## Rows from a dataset
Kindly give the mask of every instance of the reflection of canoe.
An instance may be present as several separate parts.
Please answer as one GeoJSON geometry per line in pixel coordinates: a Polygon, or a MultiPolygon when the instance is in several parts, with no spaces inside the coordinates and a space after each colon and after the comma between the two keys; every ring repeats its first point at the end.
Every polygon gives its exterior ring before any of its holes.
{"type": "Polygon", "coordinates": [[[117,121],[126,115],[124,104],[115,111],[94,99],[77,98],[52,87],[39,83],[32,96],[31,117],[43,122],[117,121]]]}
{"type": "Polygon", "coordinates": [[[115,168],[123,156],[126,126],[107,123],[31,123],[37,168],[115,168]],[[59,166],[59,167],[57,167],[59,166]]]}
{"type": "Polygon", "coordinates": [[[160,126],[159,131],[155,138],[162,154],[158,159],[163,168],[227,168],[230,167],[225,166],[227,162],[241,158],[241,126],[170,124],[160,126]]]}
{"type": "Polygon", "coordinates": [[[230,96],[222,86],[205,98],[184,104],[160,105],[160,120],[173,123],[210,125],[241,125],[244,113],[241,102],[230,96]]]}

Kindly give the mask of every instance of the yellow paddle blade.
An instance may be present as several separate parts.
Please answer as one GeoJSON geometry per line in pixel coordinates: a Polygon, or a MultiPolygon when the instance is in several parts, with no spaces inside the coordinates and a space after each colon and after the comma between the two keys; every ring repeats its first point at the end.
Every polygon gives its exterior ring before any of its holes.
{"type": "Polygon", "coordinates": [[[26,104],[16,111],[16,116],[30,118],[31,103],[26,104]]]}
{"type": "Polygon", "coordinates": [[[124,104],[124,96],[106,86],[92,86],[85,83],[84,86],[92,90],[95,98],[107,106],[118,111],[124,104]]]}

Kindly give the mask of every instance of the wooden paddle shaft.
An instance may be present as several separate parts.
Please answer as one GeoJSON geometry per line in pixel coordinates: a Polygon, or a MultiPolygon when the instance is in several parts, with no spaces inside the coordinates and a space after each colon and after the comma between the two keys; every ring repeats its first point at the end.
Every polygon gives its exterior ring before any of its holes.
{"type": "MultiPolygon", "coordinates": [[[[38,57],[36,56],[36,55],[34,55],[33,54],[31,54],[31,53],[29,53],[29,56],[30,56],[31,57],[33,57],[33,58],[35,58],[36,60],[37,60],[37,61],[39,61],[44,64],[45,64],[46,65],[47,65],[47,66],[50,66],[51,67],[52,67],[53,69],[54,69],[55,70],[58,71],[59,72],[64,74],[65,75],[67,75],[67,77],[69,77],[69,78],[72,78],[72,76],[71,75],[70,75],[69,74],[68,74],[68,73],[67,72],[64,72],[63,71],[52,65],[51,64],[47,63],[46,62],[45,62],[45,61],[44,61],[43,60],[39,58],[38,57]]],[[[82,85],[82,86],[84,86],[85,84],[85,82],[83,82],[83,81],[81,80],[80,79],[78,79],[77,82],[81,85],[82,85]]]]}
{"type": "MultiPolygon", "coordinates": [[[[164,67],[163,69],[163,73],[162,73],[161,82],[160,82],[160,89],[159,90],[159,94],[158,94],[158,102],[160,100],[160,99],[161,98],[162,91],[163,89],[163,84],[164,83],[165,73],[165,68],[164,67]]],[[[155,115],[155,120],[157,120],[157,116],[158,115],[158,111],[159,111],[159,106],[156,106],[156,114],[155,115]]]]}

## WORK TO COMPLETE
Restate each record exactly as written.

## CORRECT ANSWER
Kindly give the mask of every instance of the reflection of canoe.
An instance may be present as several separate parts.
Please answer as one GeoJSON geometry per line in pixel coordinates: a Polygon, or a MultiPolygon when the instance is in several parts, with no spaces inside the coordinates and a space after each colon and after the comma between the two keys; every ring repeats its first point at the end.
Every polygon gives its exterior ring before any of its holes.
{"type": "Polygon", "coordinates": [[[117,121],[126,115],[124,104],[115,111],[94,99],[77,98],[52,87],[39,83],[32,96],[31,117],[43,122],[117,121]]]}
{"type": "Polygon", "coordinates": [[[115,168],[123,156],[126,126],[107,123],[31,123],[37,168],[115,168]],[[59,166],[59,167],[57,167],[59,166]]]}
{"type": "Polygon", "coordinates": [[[160,126],[159,131],[155,138],[162,154],[158,159],[163,168],[227,168],[230,167],[225,166],[227,162],[241,158],[241,126],[170,124],[160,126]]]}
{"type": "Polygon", "coordinates": [[[230,96],[222,86],[205,98],[184,104],[160,105],[160,120],[173,123],[210,125],[241,125],[244,113],[241,102],[230,96]]]}

Kindly give the mask of every instance of the yellow paddle blade.
An instance may be present as several separate parts.
Please answer as one GeoJSON geometry per line in pixel coordinates: a Polygon, or a MultiPolygon when the instance is in several parts, with no spaces inside the coordinates and a space after each colon and after the comma between the two keys; every ring repeats its first point at the end.
Every polygon gives its exterior ring before any of its holes.
{"type": "Polygon", "coordinates": [[[26,104],[16,111],[16,116],[30,118],[31,103],[26,104]]]}
{"type": "Polygon", "coordinates": [[[124,104],[124,96],[106,86],[92,86],[85,83],[84,86],[92,90],[95,98],[107,106],[118,111],[124,104]]]}

Kindly give the mask of every instance of the wooden paddle shaft.
An instance may be present as several separate parts.
Please answer as one GeoJSON geometry per line in pixel coordinates: a Polygon, or a MultiPolygon when the instance is in several parts, with no spaces inside the coordinates and a space after each colon and after the comma between the two keys; every ring repeats its first point at the end.
Every polygon gives its exterior ring before any of its holes.
{"type": "MultiPolygon", "coordinates": [[[[38,57],[36,56],[36,55],[34,55],[33,54],[31,54],[31,53],[29,53],[29,56],[30,56],[31,57],[33,57],[33,58],[35,58],[36,60],[37,60],[37,61],[39,61],[44,64],[45,64],[46,65],[47,65],[47,66],[50,66],[51,67],[52,67],[53,69],[54,69],[55,70],[58,71],[59,72],[64,74],[65,75],[67,75],[67,77],[69,77],[69,78],[72,78],[72,76],[71,75],[70,75],[69,74],[68,74],[68,73],[67,72],[64,72],[63,71],[52,65],[51,64],[47,63],[46,62],[45,62],[45,61],[44,61],[43,60],[39,58],[38,57]]],[[[82,85],[82,86],[84,86],[85,84],[85,82],[83,82],[83,81],[81,80],[80,79],[78,79],[77,82],[81,85],[82,85]]]]}
{"type": "MultiPolygon", "coordinates": [[[[164,67],[163,69],[163,73],[162,73],[161,82],[160,82],[160,89],[159,90],[159,94],[158,94],[158,102],[160,100],[160,99],[161,98],[162,91],[163,89],[163,84],[164,83],[165,73],[165,68],[164,67]]],[[[155,115],[155,120],[157,120],[157,116],[158,115],[158,111],[159,111],[159,106],[156,106],[156,114],[155,115]]]]}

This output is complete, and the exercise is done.